____ Items

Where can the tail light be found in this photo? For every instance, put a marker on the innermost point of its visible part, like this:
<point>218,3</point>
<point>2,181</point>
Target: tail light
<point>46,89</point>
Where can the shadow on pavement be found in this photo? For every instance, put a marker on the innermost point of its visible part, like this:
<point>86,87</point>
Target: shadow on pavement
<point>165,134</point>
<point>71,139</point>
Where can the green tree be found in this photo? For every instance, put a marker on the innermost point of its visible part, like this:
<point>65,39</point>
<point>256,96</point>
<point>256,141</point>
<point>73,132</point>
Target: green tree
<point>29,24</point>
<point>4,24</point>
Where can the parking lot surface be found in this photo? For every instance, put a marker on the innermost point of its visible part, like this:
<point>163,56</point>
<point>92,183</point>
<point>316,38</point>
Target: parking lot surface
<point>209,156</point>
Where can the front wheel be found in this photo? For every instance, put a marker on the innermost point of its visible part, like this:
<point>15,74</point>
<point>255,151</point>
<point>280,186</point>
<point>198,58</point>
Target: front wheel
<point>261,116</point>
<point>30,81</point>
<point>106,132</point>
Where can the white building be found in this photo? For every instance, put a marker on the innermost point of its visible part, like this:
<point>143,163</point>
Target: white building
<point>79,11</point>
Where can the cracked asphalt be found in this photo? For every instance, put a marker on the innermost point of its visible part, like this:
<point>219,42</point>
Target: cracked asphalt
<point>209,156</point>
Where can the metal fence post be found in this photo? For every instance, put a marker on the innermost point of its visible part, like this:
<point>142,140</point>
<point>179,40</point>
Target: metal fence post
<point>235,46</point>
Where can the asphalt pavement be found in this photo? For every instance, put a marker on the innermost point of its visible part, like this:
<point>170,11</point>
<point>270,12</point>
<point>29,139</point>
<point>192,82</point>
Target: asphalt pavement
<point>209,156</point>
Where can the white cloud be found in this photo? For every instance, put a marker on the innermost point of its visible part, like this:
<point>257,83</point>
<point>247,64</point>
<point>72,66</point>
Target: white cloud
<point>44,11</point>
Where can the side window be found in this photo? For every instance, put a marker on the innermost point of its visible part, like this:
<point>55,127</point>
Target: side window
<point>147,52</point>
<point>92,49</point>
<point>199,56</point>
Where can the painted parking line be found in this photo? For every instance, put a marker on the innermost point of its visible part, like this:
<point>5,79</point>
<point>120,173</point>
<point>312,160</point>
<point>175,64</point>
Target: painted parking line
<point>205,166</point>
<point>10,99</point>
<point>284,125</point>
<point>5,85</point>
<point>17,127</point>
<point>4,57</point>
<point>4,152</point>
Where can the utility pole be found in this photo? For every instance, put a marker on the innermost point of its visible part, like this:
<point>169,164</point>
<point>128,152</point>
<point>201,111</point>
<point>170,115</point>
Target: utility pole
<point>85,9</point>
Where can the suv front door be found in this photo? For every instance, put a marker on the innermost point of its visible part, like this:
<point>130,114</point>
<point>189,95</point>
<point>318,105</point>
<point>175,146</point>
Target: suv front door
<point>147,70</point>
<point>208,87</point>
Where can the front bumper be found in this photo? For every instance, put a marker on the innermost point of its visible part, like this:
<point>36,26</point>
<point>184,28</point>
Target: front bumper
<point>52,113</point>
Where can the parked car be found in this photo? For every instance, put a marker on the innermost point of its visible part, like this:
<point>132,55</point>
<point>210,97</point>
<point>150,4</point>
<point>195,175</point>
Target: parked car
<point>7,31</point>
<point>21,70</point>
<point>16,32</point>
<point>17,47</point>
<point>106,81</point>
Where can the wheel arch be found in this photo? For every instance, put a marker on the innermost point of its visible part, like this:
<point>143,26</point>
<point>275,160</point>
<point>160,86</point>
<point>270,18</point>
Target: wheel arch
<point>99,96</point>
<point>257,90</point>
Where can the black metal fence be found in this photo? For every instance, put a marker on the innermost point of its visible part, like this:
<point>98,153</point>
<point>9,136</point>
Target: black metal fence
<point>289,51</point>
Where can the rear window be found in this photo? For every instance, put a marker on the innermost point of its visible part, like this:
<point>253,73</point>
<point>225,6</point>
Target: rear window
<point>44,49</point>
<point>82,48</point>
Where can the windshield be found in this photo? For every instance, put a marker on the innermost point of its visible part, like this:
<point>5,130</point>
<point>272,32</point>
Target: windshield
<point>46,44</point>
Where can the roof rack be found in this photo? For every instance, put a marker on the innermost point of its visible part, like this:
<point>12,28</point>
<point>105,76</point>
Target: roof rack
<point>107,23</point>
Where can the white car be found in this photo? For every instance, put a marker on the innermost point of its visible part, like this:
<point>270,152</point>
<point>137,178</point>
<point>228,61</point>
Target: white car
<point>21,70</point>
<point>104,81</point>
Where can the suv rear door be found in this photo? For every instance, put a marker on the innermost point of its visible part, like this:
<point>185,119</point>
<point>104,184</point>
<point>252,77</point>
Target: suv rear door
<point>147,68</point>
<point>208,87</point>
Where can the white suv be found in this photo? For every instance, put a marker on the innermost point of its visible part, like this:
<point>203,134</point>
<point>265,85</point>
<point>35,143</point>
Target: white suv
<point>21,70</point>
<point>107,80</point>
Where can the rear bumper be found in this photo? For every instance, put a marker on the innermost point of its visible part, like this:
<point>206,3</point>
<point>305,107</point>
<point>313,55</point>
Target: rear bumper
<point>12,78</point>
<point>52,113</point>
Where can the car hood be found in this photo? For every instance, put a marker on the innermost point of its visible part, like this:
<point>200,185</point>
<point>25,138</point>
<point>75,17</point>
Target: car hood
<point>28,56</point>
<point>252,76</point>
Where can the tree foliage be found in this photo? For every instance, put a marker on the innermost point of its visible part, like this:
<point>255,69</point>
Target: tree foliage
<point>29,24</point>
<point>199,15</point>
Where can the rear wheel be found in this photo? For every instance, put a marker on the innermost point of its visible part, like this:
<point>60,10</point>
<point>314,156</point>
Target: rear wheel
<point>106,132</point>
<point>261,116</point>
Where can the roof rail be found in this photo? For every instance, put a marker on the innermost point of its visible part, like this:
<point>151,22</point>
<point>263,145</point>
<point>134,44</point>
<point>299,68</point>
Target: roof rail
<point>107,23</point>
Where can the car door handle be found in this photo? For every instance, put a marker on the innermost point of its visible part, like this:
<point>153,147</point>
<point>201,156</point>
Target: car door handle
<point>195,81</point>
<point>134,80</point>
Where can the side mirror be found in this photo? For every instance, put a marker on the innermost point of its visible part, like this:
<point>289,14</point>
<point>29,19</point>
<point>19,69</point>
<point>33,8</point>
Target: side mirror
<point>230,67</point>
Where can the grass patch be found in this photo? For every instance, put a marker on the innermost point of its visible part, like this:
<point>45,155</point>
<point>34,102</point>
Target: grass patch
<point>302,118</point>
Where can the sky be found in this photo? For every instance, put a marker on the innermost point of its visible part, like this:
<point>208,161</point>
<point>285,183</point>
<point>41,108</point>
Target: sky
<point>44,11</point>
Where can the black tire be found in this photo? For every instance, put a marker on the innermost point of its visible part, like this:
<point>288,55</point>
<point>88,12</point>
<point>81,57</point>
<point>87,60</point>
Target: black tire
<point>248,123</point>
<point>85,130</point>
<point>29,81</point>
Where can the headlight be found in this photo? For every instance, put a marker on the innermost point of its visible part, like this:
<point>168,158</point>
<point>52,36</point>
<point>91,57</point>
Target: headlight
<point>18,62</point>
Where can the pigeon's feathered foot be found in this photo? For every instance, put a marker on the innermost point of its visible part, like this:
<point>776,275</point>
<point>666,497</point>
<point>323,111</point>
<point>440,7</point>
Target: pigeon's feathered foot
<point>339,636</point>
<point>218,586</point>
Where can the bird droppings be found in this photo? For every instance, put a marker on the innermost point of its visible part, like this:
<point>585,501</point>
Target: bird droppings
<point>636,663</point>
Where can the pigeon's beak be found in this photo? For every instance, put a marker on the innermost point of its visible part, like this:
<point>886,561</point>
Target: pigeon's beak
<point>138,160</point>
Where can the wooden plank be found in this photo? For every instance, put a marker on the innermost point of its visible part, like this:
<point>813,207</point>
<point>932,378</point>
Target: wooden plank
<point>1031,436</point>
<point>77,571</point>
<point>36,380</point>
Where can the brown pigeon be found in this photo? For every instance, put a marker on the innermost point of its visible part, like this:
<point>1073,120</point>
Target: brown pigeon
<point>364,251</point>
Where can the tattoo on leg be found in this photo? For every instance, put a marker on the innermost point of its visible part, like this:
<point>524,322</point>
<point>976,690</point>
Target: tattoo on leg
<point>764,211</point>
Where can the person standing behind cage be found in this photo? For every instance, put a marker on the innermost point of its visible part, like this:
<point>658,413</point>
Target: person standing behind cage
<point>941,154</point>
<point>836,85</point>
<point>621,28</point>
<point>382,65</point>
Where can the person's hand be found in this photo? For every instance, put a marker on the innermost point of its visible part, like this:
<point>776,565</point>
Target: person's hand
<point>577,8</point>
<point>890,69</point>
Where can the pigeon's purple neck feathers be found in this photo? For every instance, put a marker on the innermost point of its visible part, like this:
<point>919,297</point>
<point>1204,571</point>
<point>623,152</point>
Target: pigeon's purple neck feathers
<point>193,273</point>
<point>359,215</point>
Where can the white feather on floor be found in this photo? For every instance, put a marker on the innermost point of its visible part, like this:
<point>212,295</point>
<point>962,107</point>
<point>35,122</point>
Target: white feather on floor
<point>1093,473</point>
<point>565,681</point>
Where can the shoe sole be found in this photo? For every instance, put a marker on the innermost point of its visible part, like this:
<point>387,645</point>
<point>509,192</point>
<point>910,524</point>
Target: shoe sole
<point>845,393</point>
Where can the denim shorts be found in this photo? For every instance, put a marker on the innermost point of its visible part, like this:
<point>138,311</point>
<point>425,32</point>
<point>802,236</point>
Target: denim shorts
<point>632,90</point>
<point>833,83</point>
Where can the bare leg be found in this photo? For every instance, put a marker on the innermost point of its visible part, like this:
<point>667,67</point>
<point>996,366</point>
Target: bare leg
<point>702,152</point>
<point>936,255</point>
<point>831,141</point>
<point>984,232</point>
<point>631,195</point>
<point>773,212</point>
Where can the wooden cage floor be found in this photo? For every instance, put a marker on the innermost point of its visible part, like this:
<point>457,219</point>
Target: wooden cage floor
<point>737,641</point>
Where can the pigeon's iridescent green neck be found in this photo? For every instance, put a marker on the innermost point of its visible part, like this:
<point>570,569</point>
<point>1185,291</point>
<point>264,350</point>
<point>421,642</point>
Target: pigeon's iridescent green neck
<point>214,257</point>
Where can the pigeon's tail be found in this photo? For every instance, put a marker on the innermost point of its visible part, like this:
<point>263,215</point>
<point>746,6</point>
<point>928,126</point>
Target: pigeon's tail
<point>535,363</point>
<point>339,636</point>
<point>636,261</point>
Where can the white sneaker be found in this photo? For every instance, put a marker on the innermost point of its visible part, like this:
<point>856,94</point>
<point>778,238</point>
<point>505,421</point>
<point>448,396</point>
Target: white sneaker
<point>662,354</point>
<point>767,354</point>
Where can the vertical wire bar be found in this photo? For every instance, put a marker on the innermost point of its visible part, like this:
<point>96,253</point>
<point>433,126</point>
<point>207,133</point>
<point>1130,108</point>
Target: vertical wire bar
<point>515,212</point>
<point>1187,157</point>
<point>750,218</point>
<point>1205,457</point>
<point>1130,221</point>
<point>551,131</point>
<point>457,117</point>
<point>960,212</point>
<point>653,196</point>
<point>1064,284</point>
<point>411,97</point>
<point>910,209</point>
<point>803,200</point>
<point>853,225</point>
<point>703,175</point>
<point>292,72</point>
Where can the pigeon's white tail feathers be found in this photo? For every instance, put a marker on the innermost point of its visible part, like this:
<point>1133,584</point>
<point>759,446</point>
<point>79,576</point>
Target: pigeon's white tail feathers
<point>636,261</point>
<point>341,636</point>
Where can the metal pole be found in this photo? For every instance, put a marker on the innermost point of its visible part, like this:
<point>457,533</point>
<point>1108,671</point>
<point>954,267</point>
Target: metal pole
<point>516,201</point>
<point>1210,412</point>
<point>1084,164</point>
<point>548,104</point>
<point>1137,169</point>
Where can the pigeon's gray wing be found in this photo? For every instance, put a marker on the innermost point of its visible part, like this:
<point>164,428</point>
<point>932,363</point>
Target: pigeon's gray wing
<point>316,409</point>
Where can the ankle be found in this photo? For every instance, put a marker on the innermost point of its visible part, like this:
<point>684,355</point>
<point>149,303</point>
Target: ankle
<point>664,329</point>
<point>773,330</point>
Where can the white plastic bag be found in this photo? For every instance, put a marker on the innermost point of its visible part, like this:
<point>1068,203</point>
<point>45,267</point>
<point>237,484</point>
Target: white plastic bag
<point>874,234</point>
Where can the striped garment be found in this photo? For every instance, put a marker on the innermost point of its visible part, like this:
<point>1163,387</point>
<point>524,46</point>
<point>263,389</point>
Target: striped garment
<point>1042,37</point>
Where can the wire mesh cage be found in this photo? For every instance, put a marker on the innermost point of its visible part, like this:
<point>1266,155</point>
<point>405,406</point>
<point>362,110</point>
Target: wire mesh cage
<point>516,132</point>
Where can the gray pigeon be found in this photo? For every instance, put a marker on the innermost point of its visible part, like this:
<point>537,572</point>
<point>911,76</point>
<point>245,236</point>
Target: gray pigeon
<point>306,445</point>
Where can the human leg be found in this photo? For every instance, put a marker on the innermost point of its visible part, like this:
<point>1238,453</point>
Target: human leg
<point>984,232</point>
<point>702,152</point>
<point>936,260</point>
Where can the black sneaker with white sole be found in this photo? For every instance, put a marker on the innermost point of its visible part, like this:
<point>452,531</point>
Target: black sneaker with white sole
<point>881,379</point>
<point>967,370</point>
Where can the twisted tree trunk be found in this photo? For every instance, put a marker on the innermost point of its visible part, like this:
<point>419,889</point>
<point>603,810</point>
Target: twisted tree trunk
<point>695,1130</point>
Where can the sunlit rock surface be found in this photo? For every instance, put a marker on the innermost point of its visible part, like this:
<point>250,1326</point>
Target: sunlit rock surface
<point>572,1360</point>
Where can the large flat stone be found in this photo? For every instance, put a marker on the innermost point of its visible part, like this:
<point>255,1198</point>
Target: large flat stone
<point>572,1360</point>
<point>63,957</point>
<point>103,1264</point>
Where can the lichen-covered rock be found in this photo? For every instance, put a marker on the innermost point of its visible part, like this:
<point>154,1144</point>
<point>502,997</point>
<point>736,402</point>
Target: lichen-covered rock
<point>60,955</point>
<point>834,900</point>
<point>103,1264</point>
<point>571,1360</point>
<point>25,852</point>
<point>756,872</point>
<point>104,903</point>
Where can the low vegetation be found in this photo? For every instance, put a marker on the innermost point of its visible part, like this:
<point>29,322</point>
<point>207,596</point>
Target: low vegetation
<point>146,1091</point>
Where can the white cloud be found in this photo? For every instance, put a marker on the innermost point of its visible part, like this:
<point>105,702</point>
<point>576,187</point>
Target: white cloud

________

## What to produce:
Rescale the listing starting at the line containing "Where can the twisted" and ending at the line containing "<point>695,1130</point>", reproducing every line with the requests included. Multiply each answer coordinate by 2.6 and round to a whole number, halves up, while keeping the requests and their sample coordinates unchanged.

## Solution to this problem:
Where can the twisted tree trunk be found in this photo? For every instance, put a marker on the innermost point of its visible part, like this:
<point>419,889</point>
<point>603,810</point>
Target: twisted tree trunk
<point>1807,2938</point>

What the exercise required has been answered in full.